** start of Record excerpts **

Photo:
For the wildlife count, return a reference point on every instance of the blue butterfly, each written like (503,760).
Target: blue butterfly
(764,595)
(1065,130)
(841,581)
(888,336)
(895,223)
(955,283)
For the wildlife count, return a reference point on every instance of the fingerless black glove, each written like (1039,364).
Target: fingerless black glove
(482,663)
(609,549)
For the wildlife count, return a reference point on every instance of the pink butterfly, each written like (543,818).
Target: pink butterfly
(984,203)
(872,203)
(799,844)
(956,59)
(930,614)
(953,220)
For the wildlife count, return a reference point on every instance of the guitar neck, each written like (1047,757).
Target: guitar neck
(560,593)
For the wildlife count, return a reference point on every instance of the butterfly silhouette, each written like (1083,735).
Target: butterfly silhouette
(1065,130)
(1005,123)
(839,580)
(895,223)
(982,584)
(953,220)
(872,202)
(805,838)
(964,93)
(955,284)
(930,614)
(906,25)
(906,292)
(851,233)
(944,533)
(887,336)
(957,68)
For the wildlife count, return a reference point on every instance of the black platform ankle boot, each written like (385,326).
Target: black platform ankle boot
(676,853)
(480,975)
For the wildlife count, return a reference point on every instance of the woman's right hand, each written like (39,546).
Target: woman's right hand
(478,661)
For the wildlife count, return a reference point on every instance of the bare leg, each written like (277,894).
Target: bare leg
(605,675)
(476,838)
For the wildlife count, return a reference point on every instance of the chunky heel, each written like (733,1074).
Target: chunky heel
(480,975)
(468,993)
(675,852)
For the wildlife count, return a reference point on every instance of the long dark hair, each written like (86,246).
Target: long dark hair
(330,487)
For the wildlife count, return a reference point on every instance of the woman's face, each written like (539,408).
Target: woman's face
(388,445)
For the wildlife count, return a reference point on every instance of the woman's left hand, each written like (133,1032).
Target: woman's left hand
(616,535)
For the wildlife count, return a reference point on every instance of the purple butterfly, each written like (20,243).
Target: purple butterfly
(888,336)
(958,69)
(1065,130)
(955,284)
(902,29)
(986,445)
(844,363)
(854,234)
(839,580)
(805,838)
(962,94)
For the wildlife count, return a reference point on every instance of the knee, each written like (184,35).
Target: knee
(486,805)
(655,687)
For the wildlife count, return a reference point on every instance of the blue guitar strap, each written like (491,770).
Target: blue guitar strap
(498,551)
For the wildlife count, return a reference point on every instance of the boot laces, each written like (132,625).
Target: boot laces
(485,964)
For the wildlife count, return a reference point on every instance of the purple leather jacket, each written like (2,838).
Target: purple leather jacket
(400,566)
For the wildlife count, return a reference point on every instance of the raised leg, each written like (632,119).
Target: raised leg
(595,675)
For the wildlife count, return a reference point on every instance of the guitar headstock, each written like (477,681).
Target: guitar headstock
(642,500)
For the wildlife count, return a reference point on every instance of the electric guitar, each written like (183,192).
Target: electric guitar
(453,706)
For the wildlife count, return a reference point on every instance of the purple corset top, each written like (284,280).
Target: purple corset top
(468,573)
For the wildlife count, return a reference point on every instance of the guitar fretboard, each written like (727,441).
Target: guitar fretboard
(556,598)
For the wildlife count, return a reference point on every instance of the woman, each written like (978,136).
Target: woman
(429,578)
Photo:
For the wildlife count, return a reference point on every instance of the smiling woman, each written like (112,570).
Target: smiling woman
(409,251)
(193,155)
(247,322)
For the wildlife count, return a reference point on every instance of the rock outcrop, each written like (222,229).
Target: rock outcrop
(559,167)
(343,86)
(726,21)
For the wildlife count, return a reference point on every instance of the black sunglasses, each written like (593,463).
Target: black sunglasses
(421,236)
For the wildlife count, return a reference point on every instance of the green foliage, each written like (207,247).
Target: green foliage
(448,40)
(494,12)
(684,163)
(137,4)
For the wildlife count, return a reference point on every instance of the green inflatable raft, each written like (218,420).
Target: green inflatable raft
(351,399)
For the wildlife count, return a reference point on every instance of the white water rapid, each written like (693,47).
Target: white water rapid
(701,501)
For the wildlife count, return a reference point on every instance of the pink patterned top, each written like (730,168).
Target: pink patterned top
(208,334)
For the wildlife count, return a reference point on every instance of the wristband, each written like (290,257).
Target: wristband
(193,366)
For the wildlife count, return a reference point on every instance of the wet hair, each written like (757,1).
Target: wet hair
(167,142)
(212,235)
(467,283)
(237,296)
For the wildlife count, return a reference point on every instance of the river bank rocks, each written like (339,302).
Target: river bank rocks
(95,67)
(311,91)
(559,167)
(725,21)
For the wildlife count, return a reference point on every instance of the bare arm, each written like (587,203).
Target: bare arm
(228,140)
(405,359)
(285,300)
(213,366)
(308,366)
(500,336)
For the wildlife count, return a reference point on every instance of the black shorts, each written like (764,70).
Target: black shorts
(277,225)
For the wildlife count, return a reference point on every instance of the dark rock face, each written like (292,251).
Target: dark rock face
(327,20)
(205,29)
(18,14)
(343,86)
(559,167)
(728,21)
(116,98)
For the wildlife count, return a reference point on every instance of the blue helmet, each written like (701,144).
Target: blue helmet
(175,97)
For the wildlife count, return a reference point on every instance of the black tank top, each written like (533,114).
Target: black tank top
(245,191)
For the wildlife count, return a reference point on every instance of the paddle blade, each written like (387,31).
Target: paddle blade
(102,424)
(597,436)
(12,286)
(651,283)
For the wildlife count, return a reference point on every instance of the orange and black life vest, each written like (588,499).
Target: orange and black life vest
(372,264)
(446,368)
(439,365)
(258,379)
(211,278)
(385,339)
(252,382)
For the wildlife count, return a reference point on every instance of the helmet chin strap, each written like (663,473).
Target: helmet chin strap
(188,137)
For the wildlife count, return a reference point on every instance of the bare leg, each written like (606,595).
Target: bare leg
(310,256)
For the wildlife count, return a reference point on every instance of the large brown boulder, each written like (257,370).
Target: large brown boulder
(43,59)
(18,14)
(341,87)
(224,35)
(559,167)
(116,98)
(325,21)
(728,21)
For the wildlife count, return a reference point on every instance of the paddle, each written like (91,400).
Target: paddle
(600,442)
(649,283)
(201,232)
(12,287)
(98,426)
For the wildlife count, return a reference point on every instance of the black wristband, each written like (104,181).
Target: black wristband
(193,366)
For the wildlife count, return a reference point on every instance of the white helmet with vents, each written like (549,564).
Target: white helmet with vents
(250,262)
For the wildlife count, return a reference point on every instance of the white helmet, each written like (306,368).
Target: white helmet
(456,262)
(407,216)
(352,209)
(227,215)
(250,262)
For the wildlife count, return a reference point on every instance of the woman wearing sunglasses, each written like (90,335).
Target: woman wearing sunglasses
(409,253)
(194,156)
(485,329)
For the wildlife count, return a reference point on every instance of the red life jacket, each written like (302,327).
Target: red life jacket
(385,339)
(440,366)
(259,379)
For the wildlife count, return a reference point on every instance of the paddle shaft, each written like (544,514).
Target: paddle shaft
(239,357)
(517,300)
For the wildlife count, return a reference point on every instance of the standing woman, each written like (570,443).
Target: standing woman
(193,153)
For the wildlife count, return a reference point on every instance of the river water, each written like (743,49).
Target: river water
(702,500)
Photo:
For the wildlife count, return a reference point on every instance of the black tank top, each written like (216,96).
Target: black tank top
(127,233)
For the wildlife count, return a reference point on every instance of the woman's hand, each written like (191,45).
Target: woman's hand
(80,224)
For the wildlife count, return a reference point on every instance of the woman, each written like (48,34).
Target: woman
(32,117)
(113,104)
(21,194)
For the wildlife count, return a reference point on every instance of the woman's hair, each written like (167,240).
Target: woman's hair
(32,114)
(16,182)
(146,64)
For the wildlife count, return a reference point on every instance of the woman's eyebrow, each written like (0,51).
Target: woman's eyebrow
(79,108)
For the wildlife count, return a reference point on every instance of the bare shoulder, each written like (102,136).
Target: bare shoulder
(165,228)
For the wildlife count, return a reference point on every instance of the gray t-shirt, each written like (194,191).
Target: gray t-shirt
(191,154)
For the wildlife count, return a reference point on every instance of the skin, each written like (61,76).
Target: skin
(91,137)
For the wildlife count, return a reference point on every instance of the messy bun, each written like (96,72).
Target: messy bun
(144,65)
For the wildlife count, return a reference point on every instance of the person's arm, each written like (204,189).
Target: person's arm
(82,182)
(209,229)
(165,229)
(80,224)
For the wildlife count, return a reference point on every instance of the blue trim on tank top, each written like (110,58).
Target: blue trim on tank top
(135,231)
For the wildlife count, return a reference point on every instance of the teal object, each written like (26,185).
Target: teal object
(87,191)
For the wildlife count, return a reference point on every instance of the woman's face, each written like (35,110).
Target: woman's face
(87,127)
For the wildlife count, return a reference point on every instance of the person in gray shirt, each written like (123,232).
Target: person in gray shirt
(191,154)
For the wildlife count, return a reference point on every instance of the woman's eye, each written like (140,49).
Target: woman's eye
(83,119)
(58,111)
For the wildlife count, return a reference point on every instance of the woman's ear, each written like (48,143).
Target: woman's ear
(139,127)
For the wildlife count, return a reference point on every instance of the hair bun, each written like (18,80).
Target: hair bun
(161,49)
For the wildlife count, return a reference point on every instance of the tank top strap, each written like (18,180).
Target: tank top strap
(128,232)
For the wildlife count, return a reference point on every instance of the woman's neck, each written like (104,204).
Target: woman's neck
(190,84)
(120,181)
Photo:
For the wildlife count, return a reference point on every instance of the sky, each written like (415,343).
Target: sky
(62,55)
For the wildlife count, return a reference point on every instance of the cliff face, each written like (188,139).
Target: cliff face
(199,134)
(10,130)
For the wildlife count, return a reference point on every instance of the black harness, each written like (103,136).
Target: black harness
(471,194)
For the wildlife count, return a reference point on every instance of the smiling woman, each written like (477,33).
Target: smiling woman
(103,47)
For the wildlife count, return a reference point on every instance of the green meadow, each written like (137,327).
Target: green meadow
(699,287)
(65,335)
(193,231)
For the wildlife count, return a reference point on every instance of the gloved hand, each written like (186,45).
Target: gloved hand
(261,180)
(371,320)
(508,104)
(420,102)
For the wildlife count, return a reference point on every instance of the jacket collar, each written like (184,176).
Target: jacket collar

** end of Record excerpts **

■ **Task to carry out**
Rewrite everything from the line containing "written like (186,45)." down to the end of the lines, substituting "center point" for each occurrence of "reference point" and leaving everything else unchanged.

■ **Response**
For the wildlife count, return a center point on every instance of the gloved hand, each written like (186,45).
Target: gloved hand
(261,180)
(371,320)
(508,104)
(420,102)
For the wildlife count, return a center point on every instance of the jacket collar, each written like (184,176).
Target: jacket collar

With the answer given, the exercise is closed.